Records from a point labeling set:

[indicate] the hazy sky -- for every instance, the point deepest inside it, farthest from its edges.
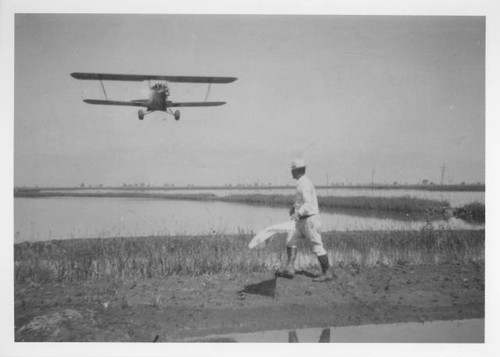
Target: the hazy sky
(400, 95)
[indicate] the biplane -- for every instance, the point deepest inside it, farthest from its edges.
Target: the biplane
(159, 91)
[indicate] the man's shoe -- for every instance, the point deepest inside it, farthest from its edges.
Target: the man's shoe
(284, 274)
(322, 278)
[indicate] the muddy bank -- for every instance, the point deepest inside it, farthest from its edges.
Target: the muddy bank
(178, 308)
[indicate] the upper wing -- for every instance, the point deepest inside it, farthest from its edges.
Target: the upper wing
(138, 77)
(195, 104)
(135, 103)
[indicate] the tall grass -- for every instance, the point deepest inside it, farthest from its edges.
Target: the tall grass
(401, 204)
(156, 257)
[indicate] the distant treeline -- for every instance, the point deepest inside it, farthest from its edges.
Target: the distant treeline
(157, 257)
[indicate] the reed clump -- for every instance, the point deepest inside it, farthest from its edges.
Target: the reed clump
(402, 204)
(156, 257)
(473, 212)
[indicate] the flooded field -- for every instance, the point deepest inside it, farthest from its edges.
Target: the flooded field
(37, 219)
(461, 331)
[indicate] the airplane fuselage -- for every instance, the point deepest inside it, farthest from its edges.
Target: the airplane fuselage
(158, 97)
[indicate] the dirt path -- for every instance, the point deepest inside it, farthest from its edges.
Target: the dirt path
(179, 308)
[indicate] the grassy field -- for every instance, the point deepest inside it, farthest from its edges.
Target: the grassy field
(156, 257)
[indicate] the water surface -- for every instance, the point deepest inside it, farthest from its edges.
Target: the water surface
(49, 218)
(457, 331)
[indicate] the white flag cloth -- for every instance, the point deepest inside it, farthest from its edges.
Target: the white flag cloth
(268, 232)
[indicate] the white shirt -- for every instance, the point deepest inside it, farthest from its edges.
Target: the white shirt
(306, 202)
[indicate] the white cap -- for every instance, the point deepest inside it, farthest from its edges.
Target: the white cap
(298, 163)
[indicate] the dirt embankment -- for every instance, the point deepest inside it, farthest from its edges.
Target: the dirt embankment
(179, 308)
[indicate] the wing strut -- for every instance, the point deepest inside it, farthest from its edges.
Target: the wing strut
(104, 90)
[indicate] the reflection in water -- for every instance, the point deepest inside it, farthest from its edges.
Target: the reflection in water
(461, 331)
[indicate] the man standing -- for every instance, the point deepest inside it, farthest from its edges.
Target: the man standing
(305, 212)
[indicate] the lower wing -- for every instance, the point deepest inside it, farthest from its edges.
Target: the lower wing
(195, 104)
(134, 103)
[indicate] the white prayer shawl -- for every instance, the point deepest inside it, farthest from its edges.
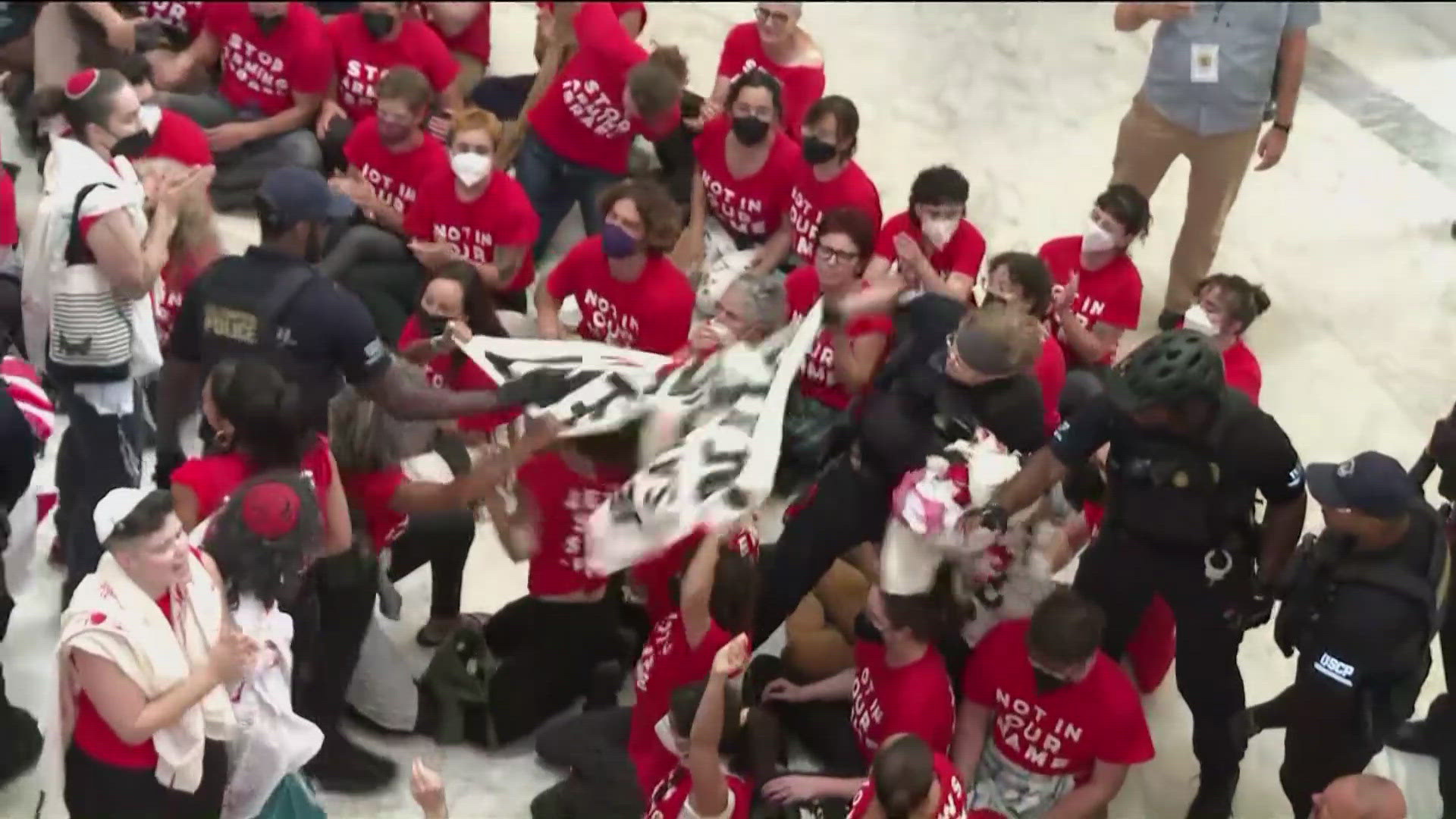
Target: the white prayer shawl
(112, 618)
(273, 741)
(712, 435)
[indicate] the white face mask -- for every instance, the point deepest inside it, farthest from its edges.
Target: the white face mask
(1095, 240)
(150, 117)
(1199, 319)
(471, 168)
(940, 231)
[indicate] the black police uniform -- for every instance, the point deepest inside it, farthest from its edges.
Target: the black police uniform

--

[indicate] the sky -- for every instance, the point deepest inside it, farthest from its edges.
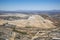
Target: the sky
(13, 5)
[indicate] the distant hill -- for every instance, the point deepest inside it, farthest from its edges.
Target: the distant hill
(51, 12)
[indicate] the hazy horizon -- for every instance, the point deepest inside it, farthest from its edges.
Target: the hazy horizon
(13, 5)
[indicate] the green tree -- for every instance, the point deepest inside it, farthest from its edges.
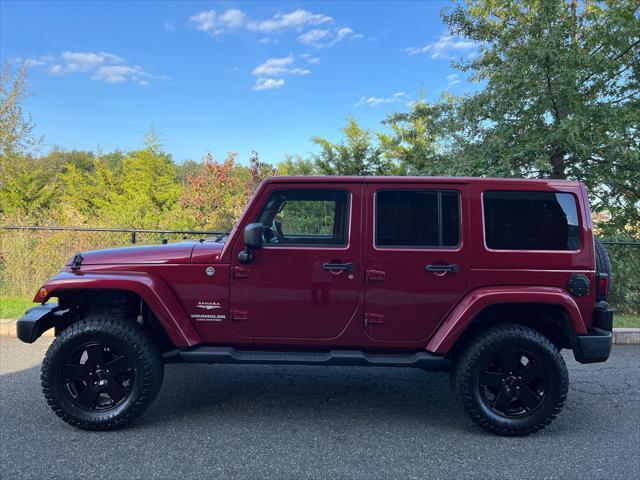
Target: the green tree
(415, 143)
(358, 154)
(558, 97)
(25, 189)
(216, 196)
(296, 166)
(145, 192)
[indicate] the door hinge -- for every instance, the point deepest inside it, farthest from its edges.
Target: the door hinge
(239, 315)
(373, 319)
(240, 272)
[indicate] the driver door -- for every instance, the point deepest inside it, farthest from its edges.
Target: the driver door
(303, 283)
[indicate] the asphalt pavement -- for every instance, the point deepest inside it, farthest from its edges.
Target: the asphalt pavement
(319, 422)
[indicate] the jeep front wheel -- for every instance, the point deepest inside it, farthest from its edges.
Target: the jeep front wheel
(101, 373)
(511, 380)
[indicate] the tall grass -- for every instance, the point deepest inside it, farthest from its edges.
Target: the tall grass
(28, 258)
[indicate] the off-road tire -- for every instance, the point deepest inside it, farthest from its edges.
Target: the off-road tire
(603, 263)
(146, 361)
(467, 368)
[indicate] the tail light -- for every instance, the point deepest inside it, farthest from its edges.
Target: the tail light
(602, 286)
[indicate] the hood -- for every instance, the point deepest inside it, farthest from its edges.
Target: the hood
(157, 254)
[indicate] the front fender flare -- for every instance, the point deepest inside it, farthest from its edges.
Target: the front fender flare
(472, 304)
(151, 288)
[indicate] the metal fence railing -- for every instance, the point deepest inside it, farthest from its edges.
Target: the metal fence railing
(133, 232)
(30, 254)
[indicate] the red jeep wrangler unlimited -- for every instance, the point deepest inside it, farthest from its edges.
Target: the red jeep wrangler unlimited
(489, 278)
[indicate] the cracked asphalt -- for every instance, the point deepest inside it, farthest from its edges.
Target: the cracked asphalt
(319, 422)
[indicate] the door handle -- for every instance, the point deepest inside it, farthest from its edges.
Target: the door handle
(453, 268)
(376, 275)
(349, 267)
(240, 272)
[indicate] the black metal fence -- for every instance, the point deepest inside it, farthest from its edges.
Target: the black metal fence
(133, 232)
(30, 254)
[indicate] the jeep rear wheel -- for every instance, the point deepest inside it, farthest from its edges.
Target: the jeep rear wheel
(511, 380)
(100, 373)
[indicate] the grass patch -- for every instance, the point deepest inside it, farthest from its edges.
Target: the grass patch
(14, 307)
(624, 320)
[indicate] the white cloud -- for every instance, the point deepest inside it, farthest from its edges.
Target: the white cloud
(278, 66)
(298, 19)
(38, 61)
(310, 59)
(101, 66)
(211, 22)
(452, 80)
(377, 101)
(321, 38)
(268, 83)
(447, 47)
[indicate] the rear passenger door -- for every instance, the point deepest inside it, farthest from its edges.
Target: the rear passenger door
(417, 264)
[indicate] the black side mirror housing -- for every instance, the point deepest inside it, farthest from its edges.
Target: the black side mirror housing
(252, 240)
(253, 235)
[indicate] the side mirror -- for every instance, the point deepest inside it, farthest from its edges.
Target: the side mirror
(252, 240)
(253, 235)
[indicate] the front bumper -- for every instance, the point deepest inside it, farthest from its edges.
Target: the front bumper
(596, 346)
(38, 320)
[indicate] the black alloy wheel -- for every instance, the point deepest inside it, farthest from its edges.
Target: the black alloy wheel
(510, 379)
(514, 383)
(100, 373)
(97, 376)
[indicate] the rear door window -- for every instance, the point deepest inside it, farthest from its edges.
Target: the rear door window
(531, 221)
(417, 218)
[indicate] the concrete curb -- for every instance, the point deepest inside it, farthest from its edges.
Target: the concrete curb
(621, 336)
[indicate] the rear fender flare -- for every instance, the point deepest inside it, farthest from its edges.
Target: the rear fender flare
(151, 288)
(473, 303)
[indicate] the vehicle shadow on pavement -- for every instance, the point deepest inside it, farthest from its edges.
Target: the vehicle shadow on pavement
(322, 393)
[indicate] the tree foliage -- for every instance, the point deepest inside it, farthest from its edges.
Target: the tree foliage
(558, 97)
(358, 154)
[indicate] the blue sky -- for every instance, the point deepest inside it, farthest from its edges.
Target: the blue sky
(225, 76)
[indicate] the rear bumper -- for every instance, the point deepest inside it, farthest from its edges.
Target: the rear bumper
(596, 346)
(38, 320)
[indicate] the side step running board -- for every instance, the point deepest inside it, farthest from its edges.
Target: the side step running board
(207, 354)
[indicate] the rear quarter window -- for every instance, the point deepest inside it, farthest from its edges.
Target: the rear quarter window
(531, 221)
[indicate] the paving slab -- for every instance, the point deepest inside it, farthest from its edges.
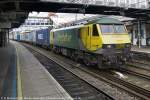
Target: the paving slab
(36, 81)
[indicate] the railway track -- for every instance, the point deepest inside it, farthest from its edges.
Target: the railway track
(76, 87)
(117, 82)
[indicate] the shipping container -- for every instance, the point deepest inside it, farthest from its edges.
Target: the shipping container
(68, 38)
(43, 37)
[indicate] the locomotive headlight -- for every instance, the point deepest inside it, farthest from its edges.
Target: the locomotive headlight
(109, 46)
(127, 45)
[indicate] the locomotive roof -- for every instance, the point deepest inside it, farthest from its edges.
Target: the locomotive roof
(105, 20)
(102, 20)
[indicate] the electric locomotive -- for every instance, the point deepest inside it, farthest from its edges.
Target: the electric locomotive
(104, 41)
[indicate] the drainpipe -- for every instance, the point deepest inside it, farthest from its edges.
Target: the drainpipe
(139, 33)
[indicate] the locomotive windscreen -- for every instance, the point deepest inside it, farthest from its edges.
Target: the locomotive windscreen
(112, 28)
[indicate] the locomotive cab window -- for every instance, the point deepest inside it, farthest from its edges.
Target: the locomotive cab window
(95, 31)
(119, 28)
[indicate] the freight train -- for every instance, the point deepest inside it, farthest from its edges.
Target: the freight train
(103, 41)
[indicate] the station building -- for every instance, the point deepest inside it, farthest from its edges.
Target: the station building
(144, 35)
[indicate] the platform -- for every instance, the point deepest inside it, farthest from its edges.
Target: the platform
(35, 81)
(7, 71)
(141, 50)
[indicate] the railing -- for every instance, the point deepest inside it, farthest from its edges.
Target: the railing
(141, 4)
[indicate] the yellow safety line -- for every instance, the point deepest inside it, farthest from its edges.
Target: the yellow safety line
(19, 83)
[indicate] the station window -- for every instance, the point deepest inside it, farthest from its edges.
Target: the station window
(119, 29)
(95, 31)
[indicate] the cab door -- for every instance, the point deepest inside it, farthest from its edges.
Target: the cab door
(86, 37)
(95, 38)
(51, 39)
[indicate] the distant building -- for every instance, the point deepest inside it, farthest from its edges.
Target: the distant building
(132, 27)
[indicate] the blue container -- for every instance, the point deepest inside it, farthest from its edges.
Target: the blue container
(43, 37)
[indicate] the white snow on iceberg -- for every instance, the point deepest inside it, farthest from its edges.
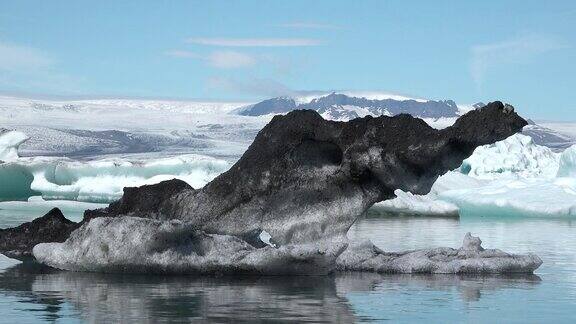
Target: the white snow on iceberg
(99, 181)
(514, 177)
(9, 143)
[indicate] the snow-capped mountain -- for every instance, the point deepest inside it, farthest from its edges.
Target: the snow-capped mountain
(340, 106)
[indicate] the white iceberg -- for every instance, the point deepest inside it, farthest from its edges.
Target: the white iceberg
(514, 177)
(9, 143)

INSTRUCTIONS TO FOLLOW:
Locate every line in the entries above that contains the word "asphalt" and copy each of those lines.

EXPECTED ANSWER:
[indicate] the asphalt pavement -- for every instance, the point deepest inside it, farthest from its edges.
Target: the asphalt pavement
[indicate] the cracked asphalt -- for every instance, the point deepest inside it, farthest from its edges.
Target: the cracked asphalt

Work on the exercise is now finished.